### Natural-language object grounding data
_ _ _ _ _ _ _

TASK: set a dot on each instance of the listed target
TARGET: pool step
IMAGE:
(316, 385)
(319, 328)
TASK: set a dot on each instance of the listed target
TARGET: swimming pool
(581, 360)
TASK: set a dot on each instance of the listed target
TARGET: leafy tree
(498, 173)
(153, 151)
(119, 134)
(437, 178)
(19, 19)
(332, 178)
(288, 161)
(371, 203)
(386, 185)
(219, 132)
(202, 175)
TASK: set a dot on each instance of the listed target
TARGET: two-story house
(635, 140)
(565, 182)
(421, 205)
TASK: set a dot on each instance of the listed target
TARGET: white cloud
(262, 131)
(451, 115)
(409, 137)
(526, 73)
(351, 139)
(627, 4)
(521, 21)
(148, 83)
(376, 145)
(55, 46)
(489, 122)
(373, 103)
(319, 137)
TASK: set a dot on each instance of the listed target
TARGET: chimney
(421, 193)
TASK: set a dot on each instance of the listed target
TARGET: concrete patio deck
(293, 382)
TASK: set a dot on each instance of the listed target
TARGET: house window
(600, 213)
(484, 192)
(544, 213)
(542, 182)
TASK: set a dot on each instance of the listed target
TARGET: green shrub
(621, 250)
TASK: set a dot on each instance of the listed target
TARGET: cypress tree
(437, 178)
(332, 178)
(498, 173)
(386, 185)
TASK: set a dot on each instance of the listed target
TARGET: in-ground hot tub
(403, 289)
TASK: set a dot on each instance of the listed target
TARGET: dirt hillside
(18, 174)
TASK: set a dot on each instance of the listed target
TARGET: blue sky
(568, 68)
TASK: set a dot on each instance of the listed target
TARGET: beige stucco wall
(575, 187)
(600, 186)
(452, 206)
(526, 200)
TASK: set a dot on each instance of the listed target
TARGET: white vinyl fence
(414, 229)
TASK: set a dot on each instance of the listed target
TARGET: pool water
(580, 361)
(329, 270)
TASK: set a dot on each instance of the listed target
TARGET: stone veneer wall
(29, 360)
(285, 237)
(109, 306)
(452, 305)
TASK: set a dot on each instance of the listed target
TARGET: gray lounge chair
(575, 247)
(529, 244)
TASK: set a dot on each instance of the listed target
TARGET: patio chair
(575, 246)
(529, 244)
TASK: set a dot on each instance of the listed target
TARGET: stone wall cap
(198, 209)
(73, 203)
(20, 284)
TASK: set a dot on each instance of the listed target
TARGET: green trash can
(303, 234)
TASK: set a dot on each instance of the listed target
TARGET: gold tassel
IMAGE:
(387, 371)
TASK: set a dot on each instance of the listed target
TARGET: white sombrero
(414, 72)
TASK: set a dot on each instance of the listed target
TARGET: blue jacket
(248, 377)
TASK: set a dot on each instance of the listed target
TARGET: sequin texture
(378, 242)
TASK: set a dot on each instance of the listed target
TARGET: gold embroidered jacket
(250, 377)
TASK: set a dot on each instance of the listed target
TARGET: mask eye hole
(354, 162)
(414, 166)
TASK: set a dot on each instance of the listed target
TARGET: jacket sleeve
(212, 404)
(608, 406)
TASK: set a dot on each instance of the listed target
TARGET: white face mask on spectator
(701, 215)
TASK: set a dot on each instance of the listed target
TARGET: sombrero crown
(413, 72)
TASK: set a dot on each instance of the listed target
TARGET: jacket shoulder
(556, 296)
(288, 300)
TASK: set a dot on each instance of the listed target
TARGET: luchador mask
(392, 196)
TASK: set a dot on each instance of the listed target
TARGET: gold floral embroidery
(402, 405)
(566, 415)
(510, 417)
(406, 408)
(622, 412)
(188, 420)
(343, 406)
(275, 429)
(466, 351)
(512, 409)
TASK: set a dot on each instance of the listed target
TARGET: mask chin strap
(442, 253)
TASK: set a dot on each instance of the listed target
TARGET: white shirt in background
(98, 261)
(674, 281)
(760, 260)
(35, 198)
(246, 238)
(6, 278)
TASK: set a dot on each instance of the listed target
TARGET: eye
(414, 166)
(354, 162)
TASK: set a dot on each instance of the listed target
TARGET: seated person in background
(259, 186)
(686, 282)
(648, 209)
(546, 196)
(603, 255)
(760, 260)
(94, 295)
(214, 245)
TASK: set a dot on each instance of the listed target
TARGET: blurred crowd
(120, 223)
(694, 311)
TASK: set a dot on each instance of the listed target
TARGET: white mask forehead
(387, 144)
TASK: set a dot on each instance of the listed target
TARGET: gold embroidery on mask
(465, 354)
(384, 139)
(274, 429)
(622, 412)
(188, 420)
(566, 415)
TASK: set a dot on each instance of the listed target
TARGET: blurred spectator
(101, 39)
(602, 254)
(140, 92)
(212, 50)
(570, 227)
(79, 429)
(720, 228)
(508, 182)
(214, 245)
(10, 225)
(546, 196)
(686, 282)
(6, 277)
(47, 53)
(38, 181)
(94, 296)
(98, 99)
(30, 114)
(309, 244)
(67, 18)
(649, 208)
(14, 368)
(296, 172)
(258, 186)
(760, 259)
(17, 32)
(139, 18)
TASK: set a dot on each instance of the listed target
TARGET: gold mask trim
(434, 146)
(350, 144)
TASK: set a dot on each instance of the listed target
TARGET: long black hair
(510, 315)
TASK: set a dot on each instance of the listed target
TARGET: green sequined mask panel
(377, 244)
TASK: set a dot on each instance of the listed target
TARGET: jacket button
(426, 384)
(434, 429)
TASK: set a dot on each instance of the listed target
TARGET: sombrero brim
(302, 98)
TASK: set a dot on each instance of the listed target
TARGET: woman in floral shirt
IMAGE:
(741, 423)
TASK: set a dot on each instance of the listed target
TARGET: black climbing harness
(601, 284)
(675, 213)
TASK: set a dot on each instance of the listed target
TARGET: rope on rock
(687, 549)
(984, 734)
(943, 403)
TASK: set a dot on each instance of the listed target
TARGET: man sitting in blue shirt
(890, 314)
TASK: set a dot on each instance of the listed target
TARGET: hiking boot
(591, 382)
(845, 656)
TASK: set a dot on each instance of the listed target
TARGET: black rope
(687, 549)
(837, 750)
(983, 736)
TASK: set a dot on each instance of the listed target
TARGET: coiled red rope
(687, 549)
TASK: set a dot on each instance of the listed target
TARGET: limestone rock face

_ _ _ _ _ _ _

Return the records in their entirety. Keep every character as it is.

TASK: set a dot on each instance of the listed target
TARGET: pool step
IMAGE:
(316, 385)
(319, 328)
TASK: set a dot on each instance of the listed target
TARGET: swimming pool
(581, 360)
TASK: set a dot on each instance of the listed target
TARGET: leafy tree
(498, 173)
(153, 151)
(119, 134)
(437, 178)
(19, 19)
(332, 178)
(288, 161)
(371, 203)
(386, 185)
(219, 132)
(202, 175)
TASK: set a dot on each instance of the listed target
TARGET: two-story house
(635, 140)
(565, 182)
(421, 205)
TASK: set a dot on each instance of the listed target
TARGET: white cloud
(262, 131)
(451, 115)
(409, 137)
(526, 73)
(351, 139)
(627, 4)
(521, 21)
(148, 83)
(376, 145)
(55, 46)
(489, 122)
(373, 103)
(319, 137)
TASK: set a dot on each instance of the listed target
TARGET: chimney
(421, 193)
TASK: set a dot on each instance of the listed target
TARGET: concrete patio deck
(293, 382)
TASK: set a dot on each instance of the listed target
TARGET: house window
(600, 213)
(484, 192)
(544, 213)
(542, 182)
TASK: set a dot on each instance of the listed target
TARGET: green shrub
(621, 250)
TASK: set a dot on each instance of the listed target
TARGET: cypress tree
(437, 178)
(332, 178)
(498, 173)
(386, 185)
TASK: set a dot on each instance of the listed target
TARGET: in-ground hot tub
(403, 289)
TASK: set a dot on each instance of the listed target
TARGET: dirt hillside
(18, 174)
TASK: set a dot on each instance of the listed target
TARGET: blue sky
(568, 68)
TASK: set a dot on each instance of the listed target
TARGET: beige stucco wall
(575, 187)
(600, 186)
(452, 206)
(526, 200)
TASK: set a dot on each instance of the listed target
TARGET: white vinyl fence
(414, 229)
TASK: set a dot on each instance of the listed target
TARGET: pool water
(580, 361)
(329, 270)
TASK: set a dot on each instance of the listed target
TARGET: stone veneer wall
(29, 360)
(285, 237)
(109, 306)
(452, 305)
TASK: set a dot on each instance of the listed target
TARGET: gray lounge chair
(575, 247)
(529, 244)
TASK: set a dot on each instance of the listed target
TARGET: patio chair
(575, 246)
(529, 244)
TASK: set a dot on each instance of the listed target
TARGET: stone wall cap
(198, 209)
(73, 203)
(20, 284)
TASK: set a dot on each instance of the listed target
TARGET: green trash can
(303, 234)
TASK: set a dot on each instance of the listed target
TARGET: gold tassel
IMAGE:
(387, 371)
TASK: set a dot on each instance of the listed target
TARGET: white sombrero
(414, 72)
TASK: set a dot on each instance of the listed target
TARGET: blue jacket
(248, 377)
TASK: set a dot on each instance of the listed target
TARGET: sequin texture
(378, 242)
TASK: set a dot on each instance of the listed target
TARGET: gold embroidered jacket
(250, 377)
TASK: set a dot on each instance of the listed target
TARGET: mask eye hole
(354, 162)
(414, 166)
TASK: set a dot on each instance of the listed target
TARGET: jacket sleeve
(212, 404)
(608, 406)
TASK: set a dot on each instance of the listed target
TARGET: white face mask on spectator
(701, 215)
TASK: set a dot on each instance of the listed target
TARGET: sombrero crown
(413, 72)
TASK: set a dot on each instance of the listed target
TARGET: jacket shoulder
(556, 296)
(288, 300)
TASK: set a dot on each instance of the listed target
TARGET: luchador mask
(392, 196)
TASK: set a dot on each instance of the listed target
TARGET: gold floral embroidery
(402, 405)
(566, 415)
(510, 417)
(406, 408)
(622, 412)
(188, 420)
(343, 406)
(275, 429)
(466, 351)
(512, 409)
TASK: set a dot on each instance of the listed target
TARGET: mask chin strap
(442, 253)
TASK: set a dot on each instance of the listed target
TARGET: white shirt in background
(98, 261)
(674, 281)
(760, 260)
(35, 198)
(246, 238)
(6, 278)
TASK: set a dot on each instance of the listed target
TARGET: eye
(414, 166)
(354, 162)
TASK: set a dot on each instance of the listed target
TARGET: seated person in background
(259, 186)
(686, 282)
(648, 209)
(546, 196)
(603, 255)
(760, 260)
(94, 295)
(214, 245)
TASK: set a dot on each instance of the listed target
TARGET: blurred crowd
(120, 223)
(694, 311)
TASK: set a dot on each instance of the listed target
TARGET: white mask forehead
(387, 144)
TASK: set a dot on each instance of the listed target
TARGET: gold embroidery on mask
(465, 354)
(384, 139)
(274, 429)
(622, 412)
(188, 420)
(566, 415)
TASK: set a dot on each instance of the listed target
TARGET: blurred spectator
(101, 39)
(602, 254)
(140, 92)
(212, 50)
(570, 227)
(79, 429)
(720, 228)
(508, 182)
(214, 245)
(10, 225)
(546, 196)
(686, 282)
(6, 277)
(47, 53)
(38, 181)
(94, 296)
(98, 99)
(30, 114)
(309, 244)
(67, 18)
(649, 208)
(14, 368)
(296, 172)
(258, 186)
(760, 259)
(17, 32)
(139, 18)
TASK: set a dot on each instance of the listed target
TARGET: gold mask trim
(434, 146)
(350, 144)
TASK: set a dot on each instance of the listed target
TARGET: long black hair
(510, 315)
TASK: set a dot on each instance of the listed target
TARGET: green sequined mask panel
(377, 244)
TASK: set a dot on each instance of the listed target
TARGET: jacket button
(426, 384)
(434, 429)
TASK: set a dot on each instance of the listed target
TARGET: sombrero brim
(302, 98)
TASK: set a dot on each instance of the listed target
TARGET: woman in floral shirt
IMAGE:
(741, 423)
TASK: set a dot on each instance of the listed target
TARGET: black climbing harness
(601, 284)
(675, 213)
TASK: set a dot on each instance of the listed target
TARGET: rope on rock
(687, 549)
(984, 734)
(943, 403)
TASK: set a dot on each instance of the listed target
TARGET: man sitting in blue shirt
(890, 314)
TASK: set a dot on each instance of the listed target
TARGET: hiking boot
(591, 382)
(845, 656)
TASK: set a dot on each instance of the listed target
TARGET: black rope
(687, 549)
(837, 750)
(983, 736)
TASK: set a dot on each instance of the listed target
TARGET: coiled red rope
(687, 549)
TASK: set a dot on each instance of the listed target
TARGET: limestone rock face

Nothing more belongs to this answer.